EXERCISE REQUIREMENTS
Output the material below in full, exactly as it is.

GIVEN DATA
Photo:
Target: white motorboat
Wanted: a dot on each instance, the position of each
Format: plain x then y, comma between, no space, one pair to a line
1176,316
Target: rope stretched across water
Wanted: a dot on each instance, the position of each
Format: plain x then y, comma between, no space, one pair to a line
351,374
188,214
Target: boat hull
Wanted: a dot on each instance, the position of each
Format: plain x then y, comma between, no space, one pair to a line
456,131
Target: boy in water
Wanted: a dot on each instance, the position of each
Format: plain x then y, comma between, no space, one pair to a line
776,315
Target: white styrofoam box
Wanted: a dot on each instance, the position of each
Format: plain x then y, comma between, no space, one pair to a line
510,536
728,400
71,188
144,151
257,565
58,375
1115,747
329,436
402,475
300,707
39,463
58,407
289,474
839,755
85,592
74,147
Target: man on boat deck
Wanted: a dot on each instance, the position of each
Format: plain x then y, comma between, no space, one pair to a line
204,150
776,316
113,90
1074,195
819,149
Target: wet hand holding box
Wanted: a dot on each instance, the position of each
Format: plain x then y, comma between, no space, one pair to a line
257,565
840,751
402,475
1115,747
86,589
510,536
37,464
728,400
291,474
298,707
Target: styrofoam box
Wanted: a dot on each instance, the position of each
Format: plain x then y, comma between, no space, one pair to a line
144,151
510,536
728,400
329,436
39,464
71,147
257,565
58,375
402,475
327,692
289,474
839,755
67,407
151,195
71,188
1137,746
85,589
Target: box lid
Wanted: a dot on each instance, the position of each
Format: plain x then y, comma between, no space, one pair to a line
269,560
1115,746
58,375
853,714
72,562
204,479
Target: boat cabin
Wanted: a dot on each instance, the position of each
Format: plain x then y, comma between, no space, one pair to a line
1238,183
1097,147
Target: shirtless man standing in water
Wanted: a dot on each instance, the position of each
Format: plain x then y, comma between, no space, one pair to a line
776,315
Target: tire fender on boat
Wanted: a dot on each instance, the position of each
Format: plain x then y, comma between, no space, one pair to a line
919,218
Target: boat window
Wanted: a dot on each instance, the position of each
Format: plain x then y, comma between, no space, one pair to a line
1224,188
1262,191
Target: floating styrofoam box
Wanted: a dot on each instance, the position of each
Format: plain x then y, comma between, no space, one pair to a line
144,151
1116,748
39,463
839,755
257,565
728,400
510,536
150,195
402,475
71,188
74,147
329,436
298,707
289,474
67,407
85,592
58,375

SOLVED PROBLEM
Photo:
Target: white motorboat
Wanted: a dot on each instance, the position of each
Format: plain x then y, comma between, no space, one pair to a line
1176,316
Target: rope stretched across water
Wanted: a dot on each instance, the position of each
Format: plain x then y, comma between, no space, one pair to a line
351,374
188,214
Target: boat hull
Wanted: a dot on each instance, the position of each
Format: plain x then y, comma between, no space, one pair to a line
456,131
Target: boy in water
Wanted: a dot on each instance, the position of each
Format: plain x then y, comma between, no space, one pair to a line
776,315
Target: white styrofoam box
Wanted: a dot on each instance, the position of each
Format: plain x then y, comma between, no space, one pair to a line
510,536
728,400
71,188
144,151
257,565
58,375
1115,747
329,436
402,475
300,707
39,463
58,407
289,474
839,755
85,592
74,147
Target: man on boat deck
Wanted: a dot on each instance, the position of each
Format: plain x then y, comma between, no space, one pair to a line
204,150
776,316
113,90
1074,195
819,149
Target: wet hand holding box
Wanted: a dot on each instance, the position of each
Format: plain x then y, comma between, no space, one pair to a line
257,565
840,751
402,475
1115,747
86,589
510,536
37,464
728,400
291,474
298,707
Target: styrofoam box
Wanted: a dot on each instance, the position of each
Format: plain x then y, comma between, no space, one pair to a line
144,151
510,536
728,400
329,436
39,464
71,147
257,565
58,375
402,475
327,692
289,474
839,755
67,407
151,195
71,188
1137,746
85,589
Target: box lid
Wanted: a dot on each instance, the position of each
Format: plain x then y, comma between, no space, one pair to a line
269,560
1115,746
58,375
853,714
72,562
204,479
Target: boat cabin
Wanted: a dot on each instance, the position of each
Format: plain x then y, comma between, no space, one pair to a line
1238,183
1097,147
Target: shirtless man standing in water
Wanted: a dot on each instance, the position of each
Format: plain x then y, comma between, no space, one pair to a line
776,315
Target: tire fender on boat
Wanted: a dot on each instance, the position of each
Format: plain x then y, comma between, no space, one pair to a line
919,218
Target: boat window
Wanted: a dot on each instance, the position of each
Format: plain x then y, comma between, no space, one pair to a line
1224,188
1262,191
Target: floating styrofoam box
Wanted: a dot on each instance, the position of each
Format: plain x then y, comma between, no space, one pair to a line
144,151
1116,748
39,463
839,755
257,565
728,400
510,536
150,195
402,475
71,188
74,147
329,436
298,707
289,474
67,407
85,592
58,375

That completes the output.